[Referring expression data]

*** Block opens ***

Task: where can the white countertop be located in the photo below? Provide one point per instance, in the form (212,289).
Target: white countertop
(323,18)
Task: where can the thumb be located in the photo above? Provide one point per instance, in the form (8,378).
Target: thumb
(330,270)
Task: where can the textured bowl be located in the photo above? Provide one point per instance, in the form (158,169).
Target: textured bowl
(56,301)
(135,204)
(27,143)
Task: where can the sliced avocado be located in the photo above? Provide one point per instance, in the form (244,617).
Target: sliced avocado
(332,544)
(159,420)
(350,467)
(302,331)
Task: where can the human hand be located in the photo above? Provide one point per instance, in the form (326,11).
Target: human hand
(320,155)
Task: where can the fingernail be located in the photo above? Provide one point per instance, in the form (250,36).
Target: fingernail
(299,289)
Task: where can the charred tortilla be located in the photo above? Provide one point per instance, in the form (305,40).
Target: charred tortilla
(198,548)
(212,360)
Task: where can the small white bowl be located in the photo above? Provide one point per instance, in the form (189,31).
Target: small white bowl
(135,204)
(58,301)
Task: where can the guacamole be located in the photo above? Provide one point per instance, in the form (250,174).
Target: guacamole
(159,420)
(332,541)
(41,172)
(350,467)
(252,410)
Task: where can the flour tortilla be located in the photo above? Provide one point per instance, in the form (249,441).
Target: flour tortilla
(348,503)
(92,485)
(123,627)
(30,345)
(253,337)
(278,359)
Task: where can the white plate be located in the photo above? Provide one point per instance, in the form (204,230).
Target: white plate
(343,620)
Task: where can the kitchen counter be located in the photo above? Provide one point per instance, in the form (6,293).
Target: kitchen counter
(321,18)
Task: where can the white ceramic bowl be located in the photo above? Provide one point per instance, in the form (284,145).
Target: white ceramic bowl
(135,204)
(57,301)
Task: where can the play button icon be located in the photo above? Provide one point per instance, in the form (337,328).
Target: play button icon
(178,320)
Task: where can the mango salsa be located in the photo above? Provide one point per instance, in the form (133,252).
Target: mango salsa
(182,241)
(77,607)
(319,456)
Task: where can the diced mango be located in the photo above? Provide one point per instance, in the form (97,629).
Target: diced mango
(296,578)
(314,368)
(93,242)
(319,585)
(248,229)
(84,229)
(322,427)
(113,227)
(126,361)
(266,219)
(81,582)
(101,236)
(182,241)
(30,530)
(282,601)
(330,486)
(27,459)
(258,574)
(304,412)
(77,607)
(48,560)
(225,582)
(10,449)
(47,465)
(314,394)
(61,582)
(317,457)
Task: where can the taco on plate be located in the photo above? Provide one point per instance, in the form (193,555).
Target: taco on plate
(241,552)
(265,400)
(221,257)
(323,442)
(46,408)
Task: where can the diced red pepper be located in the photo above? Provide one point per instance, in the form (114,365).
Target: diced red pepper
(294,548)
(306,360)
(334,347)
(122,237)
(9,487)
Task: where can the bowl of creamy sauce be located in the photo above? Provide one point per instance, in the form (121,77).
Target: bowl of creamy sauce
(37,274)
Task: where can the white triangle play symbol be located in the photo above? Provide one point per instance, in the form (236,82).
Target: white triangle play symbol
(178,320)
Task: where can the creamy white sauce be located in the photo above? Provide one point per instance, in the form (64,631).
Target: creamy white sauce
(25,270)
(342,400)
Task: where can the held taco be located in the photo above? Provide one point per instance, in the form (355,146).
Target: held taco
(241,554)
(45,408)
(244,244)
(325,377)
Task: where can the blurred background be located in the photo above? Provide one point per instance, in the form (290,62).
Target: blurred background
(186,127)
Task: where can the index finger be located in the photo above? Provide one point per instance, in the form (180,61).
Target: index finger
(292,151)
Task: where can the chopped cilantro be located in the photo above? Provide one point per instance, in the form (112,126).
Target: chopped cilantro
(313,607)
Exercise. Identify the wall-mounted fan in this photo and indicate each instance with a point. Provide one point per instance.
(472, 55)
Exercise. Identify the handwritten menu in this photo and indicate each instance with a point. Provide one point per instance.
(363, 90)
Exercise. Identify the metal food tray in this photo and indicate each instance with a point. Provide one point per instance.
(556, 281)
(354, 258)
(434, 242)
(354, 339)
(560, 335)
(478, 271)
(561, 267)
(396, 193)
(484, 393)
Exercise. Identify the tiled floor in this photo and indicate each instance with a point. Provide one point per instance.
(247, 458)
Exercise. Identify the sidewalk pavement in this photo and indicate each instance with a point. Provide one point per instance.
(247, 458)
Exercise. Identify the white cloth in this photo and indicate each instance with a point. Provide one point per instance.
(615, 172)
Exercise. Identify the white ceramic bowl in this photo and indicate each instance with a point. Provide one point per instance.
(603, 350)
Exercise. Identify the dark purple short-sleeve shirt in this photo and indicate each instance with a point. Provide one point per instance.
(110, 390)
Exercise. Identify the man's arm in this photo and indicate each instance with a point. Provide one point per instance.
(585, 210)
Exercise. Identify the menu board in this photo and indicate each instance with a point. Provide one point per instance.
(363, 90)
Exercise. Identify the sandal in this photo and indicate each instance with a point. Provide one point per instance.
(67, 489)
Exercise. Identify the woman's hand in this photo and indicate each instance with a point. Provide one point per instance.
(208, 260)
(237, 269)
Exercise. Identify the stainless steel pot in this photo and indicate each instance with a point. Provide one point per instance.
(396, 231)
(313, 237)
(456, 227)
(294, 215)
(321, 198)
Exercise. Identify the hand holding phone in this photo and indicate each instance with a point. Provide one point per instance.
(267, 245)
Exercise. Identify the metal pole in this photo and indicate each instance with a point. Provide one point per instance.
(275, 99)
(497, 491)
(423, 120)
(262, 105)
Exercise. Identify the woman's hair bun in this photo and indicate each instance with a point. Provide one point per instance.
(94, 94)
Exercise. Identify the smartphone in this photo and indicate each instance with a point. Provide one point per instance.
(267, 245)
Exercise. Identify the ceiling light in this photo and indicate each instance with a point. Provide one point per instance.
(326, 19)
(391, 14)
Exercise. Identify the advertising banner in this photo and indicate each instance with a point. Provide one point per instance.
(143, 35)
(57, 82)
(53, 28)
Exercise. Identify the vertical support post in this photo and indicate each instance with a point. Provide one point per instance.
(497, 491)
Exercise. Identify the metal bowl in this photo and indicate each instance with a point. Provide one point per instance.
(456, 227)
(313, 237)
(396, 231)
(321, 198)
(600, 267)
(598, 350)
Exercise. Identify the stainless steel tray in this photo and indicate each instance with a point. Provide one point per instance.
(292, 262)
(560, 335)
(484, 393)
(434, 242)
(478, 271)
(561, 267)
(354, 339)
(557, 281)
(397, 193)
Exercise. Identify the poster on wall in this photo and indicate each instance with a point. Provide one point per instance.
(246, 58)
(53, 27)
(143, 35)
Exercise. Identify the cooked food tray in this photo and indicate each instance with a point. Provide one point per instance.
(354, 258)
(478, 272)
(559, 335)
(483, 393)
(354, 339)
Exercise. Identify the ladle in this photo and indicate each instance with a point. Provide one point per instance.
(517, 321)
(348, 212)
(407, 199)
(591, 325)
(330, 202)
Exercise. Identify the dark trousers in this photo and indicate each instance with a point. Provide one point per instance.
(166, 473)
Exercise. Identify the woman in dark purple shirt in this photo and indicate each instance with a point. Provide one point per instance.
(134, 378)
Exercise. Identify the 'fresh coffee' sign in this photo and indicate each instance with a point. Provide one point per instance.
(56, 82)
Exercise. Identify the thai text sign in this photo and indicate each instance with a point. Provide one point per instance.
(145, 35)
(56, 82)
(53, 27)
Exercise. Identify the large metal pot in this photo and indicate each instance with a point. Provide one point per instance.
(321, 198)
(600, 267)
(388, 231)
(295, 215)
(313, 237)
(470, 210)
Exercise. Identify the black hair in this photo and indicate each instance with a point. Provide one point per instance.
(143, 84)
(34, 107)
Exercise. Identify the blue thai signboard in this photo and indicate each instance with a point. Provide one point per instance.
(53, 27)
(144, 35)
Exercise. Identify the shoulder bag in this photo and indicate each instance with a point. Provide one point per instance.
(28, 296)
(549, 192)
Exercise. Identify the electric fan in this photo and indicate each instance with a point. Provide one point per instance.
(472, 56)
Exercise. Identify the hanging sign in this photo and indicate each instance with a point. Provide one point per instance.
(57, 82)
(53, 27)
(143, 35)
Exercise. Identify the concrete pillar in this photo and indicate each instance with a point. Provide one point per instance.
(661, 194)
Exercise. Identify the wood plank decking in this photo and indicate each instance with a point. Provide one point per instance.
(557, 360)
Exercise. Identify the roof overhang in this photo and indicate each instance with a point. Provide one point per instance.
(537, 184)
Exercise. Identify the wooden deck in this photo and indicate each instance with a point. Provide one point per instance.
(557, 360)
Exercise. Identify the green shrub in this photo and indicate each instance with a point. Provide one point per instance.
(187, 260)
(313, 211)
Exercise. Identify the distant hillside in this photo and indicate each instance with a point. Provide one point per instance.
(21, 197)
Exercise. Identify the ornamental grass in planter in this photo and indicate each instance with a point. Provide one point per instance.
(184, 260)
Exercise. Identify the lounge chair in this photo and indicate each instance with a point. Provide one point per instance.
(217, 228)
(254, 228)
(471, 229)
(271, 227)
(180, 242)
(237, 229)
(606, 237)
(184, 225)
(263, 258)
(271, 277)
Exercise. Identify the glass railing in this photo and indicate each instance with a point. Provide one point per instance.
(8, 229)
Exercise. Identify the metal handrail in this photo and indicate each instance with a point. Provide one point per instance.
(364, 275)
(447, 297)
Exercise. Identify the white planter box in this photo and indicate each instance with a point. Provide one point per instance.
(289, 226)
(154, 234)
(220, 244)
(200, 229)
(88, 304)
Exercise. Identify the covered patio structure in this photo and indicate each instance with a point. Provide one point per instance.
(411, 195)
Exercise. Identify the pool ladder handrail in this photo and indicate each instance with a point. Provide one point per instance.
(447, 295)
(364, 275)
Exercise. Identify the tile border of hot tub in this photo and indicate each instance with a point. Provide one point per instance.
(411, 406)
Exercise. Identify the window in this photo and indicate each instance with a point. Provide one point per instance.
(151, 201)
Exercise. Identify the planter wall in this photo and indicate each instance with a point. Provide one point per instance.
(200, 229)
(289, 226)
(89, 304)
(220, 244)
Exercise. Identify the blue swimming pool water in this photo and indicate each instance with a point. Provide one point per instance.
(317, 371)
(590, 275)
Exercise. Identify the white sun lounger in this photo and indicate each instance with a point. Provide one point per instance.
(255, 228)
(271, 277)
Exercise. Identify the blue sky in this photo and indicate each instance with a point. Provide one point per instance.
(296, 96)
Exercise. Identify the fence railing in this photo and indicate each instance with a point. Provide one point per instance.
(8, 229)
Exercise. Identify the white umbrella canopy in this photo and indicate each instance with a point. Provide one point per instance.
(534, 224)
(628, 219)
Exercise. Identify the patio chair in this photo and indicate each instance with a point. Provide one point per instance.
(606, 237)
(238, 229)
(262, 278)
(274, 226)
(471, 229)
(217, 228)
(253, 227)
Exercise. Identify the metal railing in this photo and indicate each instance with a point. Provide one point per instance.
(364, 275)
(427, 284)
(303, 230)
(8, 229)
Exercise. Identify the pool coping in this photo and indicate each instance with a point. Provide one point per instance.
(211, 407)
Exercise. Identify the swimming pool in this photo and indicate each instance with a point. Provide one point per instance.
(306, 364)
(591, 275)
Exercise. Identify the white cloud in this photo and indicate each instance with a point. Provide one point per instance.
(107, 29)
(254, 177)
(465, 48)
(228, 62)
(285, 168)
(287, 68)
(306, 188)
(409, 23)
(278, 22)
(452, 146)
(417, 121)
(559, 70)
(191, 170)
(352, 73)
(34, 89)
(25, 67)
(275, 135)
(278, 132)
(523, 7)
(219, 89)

*** Block closes ***

## [WORK TO BE COMPLETED]
Write out exactly the lines that fall from the line with "Target: sliced avocado" to the line with "Task: where can the guacamole" in the records above, keeping both ends.

## [WRITTEN RESPONSE]
Target: sliced avocado
(332,544)
(159,420)
(350,467)
(302,331)
Task: where can the human hand be located in the photo above? Provide one point per instance, in the form (326,11).
Target: human hand
(320,155)
Task: where can the fingernail be located in the photo above? Provide one point per instance, in the form (250,36).
Target: fingernail
(299,289)
Task: where can the charred tortilla be located in the photo above? Provide one point per instance, in the form (305,40).
Target: charred tortilla
(198,548)
(212,360)
Task: where can the small white bowl be located in the photo above? Provide one point per instance, in the form (189,31).
Target: small white bowl
(135,204)
(58,301)
Task: where can the guacamole be located in the photo above? Provide one point per instance, in the form (250,174).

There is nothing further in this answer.